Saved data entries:
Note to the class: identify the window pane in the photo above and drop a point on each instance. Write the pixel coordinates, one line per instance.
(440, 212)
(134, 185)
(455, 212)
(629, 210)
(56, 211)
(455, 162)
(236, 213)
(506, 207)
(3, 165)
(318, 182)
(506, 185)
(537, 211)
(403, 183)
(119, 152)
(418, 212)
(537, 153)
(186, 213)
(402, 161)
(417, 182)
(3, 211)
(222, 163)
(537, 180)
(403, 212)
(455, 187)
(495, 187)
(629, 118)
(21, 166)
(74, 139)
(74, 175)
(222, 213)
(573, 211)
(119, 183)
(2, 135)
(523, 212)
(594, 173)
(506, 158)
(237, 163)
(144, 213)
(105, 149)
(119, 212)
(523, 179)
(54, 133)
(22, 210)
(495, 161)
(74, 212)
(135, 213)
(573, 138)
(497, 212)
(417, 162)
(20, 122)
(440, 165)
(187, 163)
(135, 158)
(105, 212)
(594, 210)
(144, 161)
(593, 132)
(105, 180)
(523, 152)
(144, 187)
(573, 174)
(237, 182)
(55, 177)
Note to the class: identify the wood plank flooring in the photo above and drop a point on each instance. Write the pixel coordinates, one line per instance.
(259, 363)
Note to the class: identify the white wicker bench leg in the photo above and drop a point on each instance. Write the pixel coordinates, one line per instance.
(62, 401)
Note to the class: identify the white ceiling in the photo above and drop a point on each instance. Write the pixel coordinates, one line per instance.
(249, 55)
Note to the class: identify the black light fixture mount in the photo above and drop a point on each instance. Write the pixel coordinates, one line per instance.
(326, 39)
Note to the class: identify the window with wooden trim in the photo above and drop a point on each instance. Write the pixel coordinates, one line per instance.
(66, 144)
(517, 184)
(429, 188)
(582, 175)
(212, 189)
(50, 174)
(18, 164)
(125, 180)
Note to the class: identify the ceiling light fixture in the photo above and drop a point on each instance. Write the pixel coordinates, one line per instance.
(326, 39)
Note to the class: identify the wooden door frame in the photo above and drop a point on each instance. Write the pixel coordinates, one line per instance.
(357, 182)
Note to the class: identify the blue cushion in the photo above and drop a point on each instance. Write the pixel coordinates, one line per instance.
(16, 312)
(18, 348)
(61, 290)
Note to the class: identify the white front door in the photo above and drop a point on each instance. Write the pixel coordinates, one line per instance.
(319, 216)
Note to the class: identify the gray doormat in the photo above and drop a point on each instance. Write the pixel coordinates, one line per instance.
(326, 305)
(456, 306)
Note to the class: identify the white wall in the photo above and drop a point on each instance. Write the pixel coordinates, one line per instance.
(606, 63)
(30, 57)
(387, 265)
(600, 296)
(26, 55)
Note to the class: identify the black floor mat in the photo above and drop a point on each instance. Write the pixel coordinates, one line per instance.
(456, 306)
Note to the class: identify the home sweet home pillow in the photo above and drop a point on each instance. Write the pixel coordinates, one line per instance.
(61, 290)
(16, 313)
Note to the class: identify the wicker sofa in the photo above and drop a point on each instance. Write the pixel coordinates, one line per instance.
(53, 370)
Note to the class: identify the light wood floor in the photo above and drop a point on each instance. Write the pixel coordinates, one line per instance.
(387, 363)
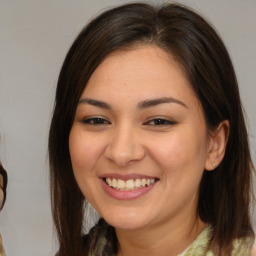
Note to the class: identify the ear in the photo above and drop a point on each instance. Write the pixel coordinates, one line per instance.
(217, 146)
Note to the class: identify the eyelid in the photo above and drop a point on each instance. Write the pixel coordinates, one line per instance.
(86, 120)
(165, 121)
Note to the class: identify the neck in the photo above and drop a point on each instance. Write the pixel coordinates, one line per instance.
(168, 238)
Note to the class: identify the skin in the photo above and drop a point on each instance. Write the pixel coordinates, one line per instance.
(1, 191)
(129, 140)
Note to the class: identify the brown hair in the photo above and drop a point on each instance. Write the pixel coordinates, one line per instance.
(224, 197)
(5, 180)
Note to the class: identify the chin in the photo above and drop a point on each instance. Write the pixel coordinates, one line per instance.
(127, 221)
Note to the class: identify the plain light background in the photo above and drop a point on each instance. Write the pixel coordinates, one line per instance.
(34, 38)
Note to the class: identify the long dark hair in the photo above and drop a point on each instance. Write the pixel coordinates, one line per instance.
(5, 180)
(224, 196)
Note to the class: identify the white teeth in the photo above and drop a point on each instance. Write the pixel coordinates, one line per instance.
(120, 183)
(129, 184)
(109, 181)
(137, 183)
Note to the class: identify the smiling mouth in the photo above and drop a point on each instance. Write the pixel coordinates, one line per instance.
(129, 185)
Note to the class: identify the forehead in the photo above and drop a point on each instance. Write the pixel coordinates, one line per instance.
(140, 71)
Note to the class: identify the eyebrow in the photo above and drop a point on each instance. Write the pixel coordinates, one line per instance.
(96, 103)
(154, 102)
(141, 105)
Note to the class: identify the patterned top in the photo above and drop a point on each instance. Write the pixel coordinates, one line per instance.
(99, 245)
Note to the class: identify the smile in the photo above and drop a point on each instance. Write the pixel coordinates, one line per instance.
(129, 185)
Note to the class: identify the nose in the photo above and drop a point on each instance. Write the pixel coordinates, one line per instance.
(124, 147)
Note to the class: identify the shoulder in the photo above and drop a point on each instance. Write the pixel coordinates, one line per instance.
(243, 247)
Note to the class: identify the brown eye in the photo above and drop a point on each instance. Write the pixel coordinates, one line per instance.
(95, 121)
(160, 121)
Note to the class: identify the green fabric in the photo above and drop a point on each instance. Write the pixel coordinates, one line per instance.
(241, 247)
(1, 247)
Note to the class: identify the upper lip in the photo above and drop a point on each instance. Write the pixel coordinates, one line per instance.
(127, 176)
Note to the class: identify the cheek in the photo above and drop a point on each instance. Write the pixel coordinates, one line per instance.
(85, 150)
(181, 152)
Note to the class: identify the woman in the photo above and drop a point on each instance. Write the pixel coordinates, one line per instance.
(148, 127)
(3, 185)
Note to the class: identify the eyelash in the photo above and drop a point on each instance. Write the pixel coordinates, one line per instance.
(160, 122)
(97, 121)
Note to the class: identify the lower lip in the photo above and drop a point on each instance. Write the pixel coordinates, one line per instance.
(126, 195)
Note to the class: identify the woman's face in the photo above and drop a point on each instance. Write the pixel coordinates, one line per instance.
(139, 141)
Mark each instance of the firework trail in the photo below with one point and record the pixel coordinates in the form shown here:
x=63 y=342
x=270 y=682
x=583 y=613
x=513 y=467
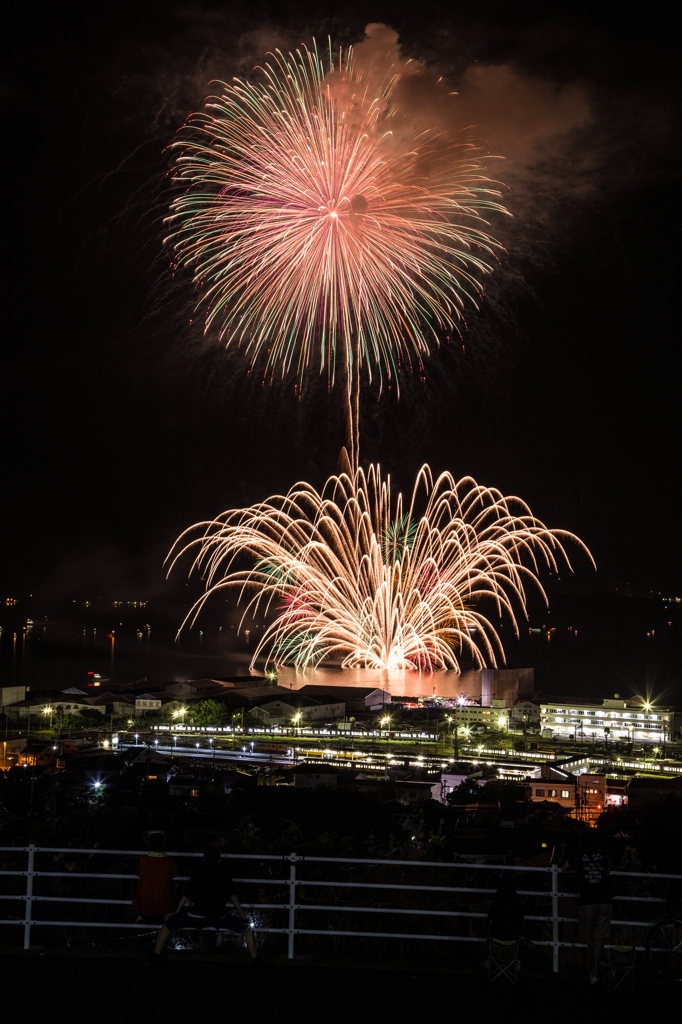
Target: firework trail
x=348 y=577
x=322 y=224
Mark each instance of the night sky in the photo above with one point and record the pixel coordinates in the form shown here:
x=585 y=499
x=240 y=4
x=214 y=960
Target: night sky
x=121 y=427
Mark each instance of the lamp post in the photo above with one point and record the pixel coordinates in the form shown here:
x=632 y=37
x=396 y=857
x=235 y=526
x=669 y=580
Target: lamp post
x=385 y=722
x=48 y=711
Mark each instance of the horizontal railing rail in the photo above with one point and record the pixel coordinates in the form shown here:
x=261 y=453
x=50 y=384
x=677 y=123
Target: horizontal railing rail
x=292 y=881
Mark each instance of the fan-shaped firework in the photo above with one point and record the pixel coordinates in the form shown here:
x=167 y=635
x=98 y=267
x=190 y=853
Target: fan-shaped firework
x=343 y=574
x=317 y=218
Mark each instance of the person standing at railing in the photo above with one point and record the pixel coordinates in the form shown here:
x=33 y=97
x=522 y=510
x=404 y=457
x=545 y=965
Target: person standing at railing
x=595 y=901
x=155 y=897
x=208 y=890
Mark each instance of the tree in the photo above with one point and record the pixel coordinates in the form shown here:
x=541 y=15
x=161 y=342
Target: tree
x=209 y=713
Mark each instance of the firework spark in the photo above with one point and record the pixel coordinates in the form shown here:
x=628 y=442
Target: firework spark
x=345 y=574
x=323 y=224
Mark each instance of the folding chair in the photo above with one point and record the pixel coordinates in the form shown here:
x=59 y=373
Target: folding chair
x=503 y=960
x=619 y=968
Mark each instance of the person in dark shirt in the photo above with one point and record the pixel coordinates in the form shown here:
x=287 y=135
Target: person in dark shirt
x=156 y=871
x=203 y=905
x=506 y=913
x=594 y=904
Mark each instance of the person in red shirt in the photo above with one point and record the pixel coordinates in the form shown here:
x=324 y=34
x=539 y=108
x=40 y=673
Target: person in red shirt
x=156 y=871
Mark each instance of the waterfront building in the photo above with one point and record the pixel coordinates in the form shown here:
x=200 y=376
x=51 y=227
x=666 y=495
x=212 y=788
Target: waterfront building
x=614 y=719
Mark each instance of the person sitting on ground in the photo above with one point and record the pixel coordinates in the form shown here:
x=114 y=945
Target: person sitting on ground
x=505 y=916
x=506 y=913
x=155 y=897
x=208 y=890
x=594 y=905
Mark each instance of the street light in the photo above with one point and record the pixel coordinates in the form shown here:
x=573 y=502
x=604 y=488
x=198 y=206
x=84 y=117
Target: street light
x=48 y=711
x=385 y=722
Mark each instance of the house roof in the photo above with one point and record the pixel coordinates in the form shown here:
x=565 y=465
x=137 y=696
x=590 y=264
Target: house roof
x=293 y=699
x=349 y=692
x=649 y=782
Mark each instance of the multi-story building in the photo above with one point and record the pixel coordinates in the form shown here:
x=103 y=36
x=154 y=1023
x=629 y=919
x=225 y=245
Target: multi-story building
x=473 y=716
x=524 y=715
x=615 y=719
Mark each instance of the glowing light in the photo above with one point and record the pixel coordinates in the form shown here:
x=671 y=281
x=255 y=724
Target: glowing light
x=318 y=219
x=351 y=576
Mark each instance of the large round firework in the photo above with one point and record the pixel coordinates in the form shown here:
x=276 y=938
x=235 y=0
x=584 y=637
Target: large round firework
x=322 y=221
x=348 y=576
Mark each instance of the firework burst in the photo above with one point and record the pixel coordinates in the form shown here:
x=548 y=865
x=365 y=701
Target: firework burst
x=349 y=576
x=321 y=223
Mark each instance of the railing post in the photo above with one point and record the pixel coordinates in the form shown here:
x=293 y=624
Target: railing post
x=29 y=898
x=555 y=919
x=292 y=904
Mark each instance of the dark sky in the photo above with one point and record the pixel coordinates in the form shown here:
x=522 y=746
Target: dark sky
x=119 y=430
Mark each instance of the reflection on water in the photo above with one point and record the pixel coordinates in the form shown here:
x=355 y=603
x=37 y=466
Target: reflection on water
x=440 y=684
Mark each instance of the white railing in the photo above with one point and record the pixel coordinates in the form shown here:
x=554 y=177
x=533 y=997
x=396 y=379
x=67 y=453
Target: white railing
x=294 y=925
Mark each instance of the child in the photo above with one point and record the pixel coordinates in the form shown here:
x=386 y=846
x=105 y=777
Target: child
x=155 y=882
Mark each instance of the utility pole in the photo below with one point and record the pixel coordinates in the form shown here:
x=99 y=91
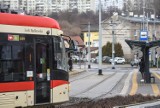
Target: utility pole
x=113 y=51
x=100 y=41
x=89 y=53
x=154 y=38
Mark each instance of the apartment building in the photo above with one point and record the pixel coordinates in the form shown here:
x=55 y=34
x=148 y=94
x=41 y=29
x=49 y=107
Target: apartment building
x=107 y=4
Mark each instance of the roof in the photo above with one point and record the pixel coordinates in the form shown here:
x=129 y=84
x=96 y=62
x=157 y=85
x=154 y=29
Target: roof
x=26 y=20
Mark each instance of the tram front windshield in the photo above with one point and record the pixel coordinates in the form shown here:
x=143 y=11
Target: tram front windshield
x=11 y=62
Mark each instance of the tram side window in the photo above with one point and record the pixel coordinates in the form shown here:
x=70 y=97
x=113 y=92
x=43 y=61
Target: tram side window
x=12 y=63
x=58 y=53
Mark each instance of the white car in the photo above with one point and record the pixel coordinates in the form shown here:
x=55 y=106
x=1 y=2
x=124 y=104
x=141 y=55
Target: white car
x=119 y=60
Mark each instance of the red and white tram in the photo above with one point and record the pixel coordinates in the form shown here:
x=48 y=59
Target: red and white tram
x=33 y=63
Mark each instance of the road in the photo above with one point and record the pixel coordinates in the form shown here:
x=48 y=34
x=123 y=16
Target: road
x=123 y=80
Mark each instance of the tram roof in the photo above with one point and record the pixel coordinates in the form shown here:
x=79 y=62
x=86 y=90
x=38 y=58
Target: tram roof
x=26 y=20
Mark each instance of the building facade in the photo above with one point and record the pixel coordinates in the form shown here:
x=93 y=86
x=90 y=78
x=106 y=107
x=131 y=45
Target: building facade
x=45 y=7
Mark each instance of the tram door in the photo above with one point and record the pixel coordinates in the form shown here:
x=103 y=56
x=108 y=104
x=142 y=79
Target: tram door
x=42 y=84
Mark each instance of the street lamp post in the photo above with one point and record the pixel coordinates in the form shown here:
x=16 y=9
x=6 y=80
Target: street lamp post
x=113 y=51
x=89 y=53
x=100 y=41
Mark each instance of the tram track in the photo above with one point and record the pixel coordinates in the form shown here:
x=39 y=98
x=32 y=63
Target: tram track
x=70 y=104
x=96 y=84
x=82 y=77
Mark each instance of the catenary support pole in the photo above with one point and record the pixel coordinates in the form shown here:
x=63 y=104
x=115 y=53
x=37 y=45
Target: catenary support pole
x=100 y=41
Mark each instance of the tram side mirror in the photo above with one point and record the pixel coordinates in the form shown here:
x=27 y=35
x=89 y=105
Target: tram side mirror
x=70 y=45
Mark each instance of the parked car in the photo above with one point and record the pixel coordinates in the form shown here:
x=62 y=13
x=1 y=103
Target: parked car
x=118 y=60
x=106 y=59
x=135 y=62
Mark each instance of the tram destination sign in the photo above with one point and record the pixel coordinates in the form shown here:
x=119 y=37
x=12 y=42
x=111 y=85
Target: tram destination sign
x=143 y=35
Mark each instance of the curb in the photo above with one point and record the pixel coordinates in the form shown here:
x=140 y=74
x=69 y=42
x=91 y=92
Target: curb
x=147 y=104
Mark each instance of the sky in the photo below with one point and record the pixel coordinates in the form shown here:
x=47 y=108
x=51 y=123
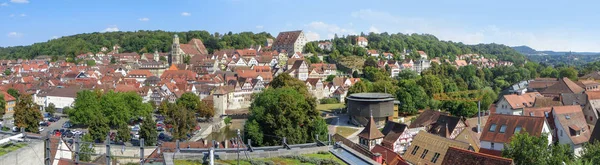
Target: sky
x=541 y=24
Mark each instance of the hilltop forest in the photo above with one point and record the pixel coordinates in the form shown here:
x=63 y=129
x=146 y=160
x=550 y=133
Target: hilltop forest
x=139 y=41
x=397 y=43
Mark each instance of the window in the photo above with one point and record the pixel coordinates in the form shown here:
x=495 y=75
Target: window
x=435 y=157
x=493 y=128
x=517 y=129
x=503 y=129
x=424 y=153
x=415 y=150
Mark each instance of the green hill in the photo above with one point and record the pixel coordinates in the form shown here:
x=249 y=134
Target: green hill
x=139 y=41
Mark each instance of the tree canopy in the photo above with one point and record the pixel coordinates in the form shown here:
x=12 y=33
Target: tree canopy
x=284 y=110
x=139 y=41
x=27 y=114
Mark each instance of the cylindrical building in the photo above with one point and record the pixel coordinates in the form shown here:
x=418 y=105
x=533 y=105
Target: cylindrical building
x=361 y=106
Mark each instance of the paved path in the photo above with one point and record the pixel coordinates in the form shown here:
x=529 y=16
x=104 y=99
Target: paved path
x=31 y=154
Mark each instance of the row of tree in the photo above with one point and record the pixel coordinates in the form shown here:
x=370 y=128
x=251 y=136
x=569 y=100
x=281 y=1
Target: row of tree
x=398 y=43
x=526 y=149
x=285 y=110
x=139 y=41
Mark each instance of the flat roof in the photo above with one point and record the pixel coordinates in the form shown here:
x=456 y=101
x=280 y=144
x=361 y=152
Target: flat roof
x=371 y=97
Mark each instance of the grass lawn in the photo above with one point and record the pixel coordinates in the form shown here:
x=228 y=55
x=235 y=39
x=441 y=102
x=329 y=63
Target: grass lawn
x=345 y=131
x=276 y=160
x=329 y=107
x=6 y=148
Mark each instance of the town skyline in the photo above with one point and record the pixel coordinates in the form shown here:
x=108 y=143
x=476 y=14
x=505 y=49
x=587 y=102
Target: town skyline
x=31 y=21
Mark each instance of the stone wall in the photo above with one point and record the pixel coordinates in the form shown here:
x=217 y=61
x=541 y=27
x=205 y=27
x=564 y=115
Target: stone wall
x=255 y=154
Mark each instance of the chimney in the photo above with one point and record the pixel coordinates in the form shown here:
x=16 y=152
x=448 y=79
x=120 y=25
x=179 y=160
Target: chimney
x=378 y=158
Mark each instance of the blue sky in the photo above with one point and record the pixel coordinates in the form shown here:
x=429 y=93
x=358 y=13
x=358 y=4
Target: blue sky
x=541 y=24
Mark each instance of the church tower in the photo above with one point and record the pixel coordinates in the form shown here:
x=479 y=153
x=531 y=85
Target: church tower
x=176 y=53
x=156 y=56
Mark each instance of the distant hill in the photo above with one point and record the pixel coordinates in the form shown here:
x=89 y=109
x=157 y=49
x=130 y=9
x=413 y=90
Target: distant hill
x=526 y=50
x=139 y=41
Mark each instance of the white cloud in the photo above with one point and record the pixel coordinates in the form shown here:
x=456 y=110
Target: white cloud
x=312 y=36
x=19 y=1
x=14 y=34
x=329 y=30
x=112 y=28
x=374 y=29
x=558 y=39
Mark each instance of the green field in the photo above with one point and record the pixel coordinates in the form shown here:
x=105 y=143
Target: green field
x=6 y=148
x=277 y=160
x=345 y=131
x=330 y=107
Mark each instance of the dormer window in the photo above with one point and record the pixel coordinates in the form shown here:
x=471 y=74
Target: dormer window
x=493 y=128
x=503 y=129
x=517 y=129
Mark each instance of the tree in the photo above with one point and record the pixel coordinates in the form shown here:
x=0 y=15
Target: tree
x=432 y=84
x=2 y=105
x=90 y=63
x=85 y=107
x=98 y=127
x=123 y=133
x=330 y=78
x=489 y=96
x=591 y=152
x=51 y=109
x=314 y=59
x=461 y=108
x=371 y=62
x=27 y=114
x=7 y=72
x=163 y=108
x=283 y=112
x=526 y=149
x=355 y=74
x=148 y=131
x=87 y=148
x=374 y=74
x=13 y=92
x=182 y=120
x=568 y=72
x=360 y=87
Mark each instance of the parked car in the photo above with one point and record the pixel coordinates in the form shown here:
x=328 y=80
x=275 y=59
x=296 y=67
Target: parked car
x=45 y=124
x=54 y=119
x=67 y=125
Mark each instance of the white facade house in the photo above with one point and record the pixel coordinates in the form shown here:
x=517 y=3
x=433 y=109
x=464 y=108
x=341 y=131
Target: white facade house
x=500 y=128
x=513 y=104
x=571 y=127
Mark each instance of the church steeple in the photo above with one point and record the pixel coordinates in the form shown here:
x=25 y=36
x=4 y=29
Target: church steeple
x=175 y=39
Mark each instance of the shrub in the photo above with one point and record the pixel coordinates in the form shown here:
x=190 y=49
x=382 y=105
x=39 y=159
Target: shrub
x=227 y=120
x=329 y=101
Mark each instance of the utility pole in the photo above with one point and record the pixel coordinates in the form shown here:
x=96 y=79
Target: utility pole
x=238 y=147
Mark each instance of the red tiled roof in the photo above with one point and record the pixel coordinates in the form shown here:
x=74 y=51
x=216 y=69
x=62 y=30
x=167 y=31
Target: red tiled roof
x=533 y=125
x=389 y=156
x=456 y=156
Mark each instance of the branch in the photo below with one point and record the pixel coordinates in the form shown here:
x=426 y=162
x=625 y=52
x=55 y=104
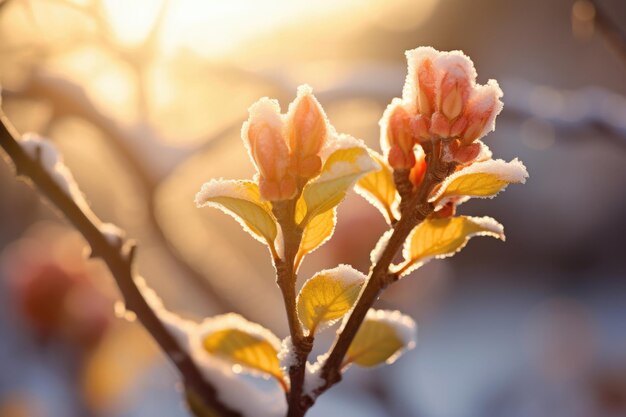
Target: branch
x=417 y=208
x=286 y=278
x=67 y=99
x=119 y=260
x=610 y=30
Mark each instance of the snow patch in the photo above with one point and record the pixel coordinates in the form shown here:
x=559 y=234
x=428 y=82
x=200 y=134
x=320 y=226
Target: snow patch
x=405 y=328
x=42 y=150
x=236 y=321
x=380 y=246
x=287 y=354
x=313 y=379
x=113 y=234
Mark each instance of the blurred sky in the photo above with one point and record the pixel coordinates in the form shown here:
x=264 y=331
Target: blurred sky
x=146 y=98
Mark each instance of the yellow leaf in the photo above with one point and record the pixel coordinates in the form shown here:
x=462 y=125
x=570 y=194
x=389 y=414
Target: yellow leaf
x=241 y=200
x=234 y=339
x=378 y=188
x=316 y=233
x=340 y=171
x=440 y=238
x=382 y=338
x=482 y=179
x=328 y=295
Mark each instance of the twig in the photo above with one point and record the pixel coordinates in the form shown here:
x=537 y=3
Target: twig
x=286 y=279
x=119 y=260
x=417 y=209
x=610 y=30
x=68 y=99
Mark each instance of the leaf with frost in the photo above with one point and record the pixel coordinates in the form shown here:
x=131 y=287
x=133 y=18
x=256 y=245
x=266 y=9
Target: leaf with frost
x=382 y=338
x=340 y=171
x=241 y=200
x=241 y=342
x=328 y=296
x=379 y=189
x=317 y=232
x=440 y=238
x=482 y=179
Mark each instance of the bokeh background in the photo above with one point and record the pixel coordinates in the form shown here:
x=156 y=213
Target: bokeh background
x=145 y=98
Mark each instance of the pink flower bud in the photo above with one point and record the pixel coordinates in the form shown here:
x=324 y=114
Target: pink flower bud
x=269 y=151
x=447 y=211
x=463 y=154
x=454 y=90
x=400 y=137
x=307 y=132
x=426 y=87
x=416 y=176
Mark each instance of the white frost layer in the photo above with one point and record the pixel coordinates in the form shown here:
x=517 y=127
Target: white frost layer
x=248 y=396
x=113 y=234
x=345 y=274
x=221 y=188
x=287 y=354
x=236 y=321
x=43 y=150
x=313 y=378
x=363 y=164
x=513 y=172
x=380 y=246
x=235 y=189
x=405 y=328
x=236 y=391
x=489 y=227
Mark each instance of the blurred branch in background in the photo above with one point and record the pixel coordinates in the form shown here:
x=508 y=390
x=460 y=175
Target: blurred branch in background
x=118 y=256
x=588 y=15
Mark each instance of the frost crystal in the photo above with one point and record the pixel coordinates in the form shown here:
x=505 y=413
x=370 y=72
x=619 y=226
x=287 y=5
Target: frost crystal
x=113 y=234
x=313 y=379
x=511 y=172
x=245 y=395
x=44 y=151
x=236 y=321
x=404 y=326
x=380 y=246
x=286 y=354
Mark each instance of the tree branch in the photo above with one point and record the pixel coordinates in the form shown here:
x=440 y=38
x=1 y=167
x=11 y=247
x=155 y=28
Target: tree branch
x=286 y=278
x=417 y=208
x=119 y=260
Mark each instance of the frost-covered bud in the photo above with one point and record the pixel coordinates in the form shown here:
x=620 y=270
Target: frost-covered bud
x=416 y=176
x=263 y=134
x=445 y=212
x=400 y=137
x=482 y=108
x=307 y=132
x=454 y=89
x=460 y=153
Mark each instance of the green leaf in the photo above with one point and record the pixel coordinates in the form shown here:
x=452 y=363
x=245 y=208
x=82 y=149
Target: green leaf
x=236 y=340
x=340 y=171
x=382 y=338
x=440 y=238
x=328 y=296
x=379 y=189
x=317 y=232
x=241 y=200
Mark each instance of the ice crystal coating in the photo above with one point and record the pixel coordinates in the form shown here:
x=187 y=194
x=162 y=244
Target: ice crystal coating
x=113 y=234
x=440 y=99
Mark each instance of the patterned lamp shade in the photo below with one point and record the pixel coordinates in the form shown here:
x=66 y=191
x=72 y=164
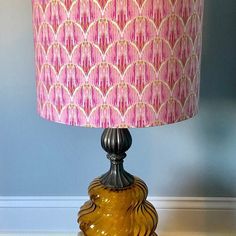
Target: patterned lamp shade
x=117 y=63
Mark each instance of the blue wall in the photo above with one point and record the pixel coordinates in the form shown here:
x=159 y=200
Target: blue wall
x=192 y=158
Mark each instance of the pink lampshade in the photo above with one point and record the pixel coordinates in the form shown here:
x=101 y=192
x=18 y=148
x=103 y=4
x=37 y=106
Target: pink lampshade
x=117 y=63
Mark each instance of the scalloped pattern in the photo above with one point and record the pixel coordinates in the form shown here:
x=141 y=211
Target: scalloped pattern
x=117 y=63
x=124 y=212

EXERCISE
Across the records above, show each line containing the word "below".

EXERCISE SOLUTION
Mark each instance of the firework trail in the photo below with one point and record the pixel coordinates in the form shown here:
Mark each instance of the utility pole in the photo below with one point and record the pixel coordinates in the form shown here:
Mark each instance of the sky in the photo below with one point and record the pixel coordinates in the form shown here:
Mark each instance of the branch in the photo below with one point and record the pixel coordinates in the form shown here:
Mark each instance of the patterned lamp shade in the photo below with one point and record the pixel coordinates in the form shown here:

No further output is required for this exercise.